Rewrite the material below, changing every "single dot" to "single point" and leaving all other text unchanged.

Entries
----------
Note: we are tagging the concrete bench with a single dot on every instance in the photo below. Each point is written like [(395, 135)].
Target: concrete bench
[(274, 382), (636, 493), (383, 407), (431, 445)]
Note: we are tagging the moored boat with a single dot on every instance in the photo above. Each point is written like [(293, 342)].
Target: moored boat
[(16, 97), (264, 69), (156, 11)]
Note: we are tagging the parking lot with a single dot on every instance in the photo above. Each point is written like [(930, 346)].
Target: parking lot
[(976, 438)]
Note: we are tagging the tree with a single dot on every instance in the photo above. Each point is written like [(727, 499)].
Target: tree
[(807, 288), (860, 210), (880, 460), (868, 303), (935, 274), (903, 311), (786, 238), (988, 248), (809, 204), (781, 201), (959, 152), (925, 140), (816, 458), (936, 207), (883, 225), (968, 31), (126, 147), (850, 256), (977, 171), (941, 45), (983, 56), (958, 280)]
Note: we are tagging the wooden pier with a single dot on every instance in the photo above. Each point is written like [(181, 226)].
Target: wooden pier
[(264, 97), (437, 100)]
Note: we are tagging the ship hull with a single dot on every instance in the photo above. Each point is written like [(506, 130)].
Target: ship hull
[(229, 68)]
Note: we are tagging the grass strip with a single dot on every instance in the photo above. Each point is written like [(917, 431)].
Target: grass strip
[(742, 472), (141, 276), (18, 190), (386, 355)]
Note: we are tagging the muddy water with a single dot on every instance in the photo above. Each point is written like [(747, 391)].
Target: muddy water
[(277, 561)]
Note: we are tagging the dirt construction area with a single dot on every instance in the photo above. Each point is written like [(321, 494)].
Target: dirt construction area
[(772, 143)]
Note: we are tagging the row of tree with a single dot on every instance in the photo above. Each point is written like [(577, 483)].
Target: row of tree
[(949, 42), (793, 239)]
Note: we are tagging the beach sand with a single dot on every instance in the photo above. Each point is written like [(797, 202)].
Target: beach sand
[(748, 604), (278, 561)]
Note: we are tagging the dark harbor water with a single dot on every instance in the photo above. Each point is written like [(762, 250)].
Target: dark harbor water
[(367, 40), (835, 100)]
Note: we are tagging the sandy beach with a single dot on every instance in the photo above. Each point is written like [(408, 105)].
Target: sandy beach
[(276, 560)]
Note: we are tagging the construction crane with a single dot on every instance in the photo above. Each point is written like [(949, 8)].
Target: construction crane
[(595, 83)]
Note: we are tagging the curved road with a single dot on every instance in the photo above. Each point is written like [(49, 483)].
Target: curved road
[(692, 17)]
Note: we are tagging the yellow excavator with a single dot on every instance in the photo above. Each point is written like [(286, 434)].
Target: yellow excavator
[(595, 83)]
----------
Solution
Note: we are tagging the concrete bench with a single point on every instance in the photo below. Each point is written like [(395, 135)].
Target: concrete bench
[(274, 382), (636, 493), (383, 407), (431, 445)]
Note: we are tagging the moored boat with a single point on every instance in the photo above. Each point is written like [(293, 342)].
Target: moored boat
[(16, 97), (264, 69), (156, 11)]
Note: we are tagging the parking lot with a single point on every instance in the photo above. Each point is written like [(930, 346)].
Target: parking lot
[(976, 438)]
Note: we are tagging the tree with a single point on every instance in the photo above. Each point is written like [(727, 499)].
Target: tree
[(807, 288), (860, 210), (880, 460), (868, 303), (935, 274), (903, 311), (786, 238), (988, 248), (809, 204), (781, 201), (959, 152), (925, 140), (816, 458), (936, 207), (883, 225), (968, 31), (126, 147), (850, 256), (977, 171), (941, 45), (983, 56), (958, 280)]
Note: we are tagging the wooden pier with a single point on every instance in the photo above. Each point is written like [(181, 226)].
Target: wooden pier
[(264, 97), (437, 100)]
Note: we are tagging the ship hull with a single point on every instance in the photo above. Each point is written like [(506, 130)].
Target: ship hull
[(229, 68)]
Note: we are tagging the grass strip with a single point on every instance in the photo above. Each point is written like [(917, 431)].
Target: grass strip
[(742, 472), (141, 276), (18, 190), (386, 355)]
Note: we are tagging the muddy water with a single point on every instance in the photo above. Each point is written like [(747, 391)].
Target: muddy water
[(277, 561)]
Note: we are tagging the dirt construction area with a single point on every instance in the photo above. Each point is written like [(321, 494)].
Target: dirt construction area
[(772, 143)]
Note: we are tagging the row of tree with a single point on every instance in the photo above. Each point is written like [(577, 483)].
Target: row of tree
[(949, 42), (793, 239)]
Note: we are tagging the beach sand with a single point on every instance in the photo above. Each point is written like [(797, 202)].
Target: beach sand
[(748, 604), (278, 561)]
Note: we are tagging the dark harbor water with a single point on every instance in the photo above. Each point is written like [(762, 250)].
Target: dark harbor water
[(367, 40), (835, 100)]
Note: we are tagging the sandy beach with a single point on every instance in the photo above. Each point is written like [(408, 105)].
Target: sandy beach
[(276, 560)]
Note: we are tagging the construction crane with a single point on every instance in the photo above. Each point is written like [(949, 8)].
Target: construction crane
[(595, 83)]
Note: we are tagging the curved road with a single point on every instance in the photo above. Each point is written like [(49, 483)].
Target: curved road
[(692, 17)]
Note: we are tagging the yellow excavator with a single point on every instance in the photo above. Each point is written like [(286, 434)].
Target: yellow excavator
[(595, 83)]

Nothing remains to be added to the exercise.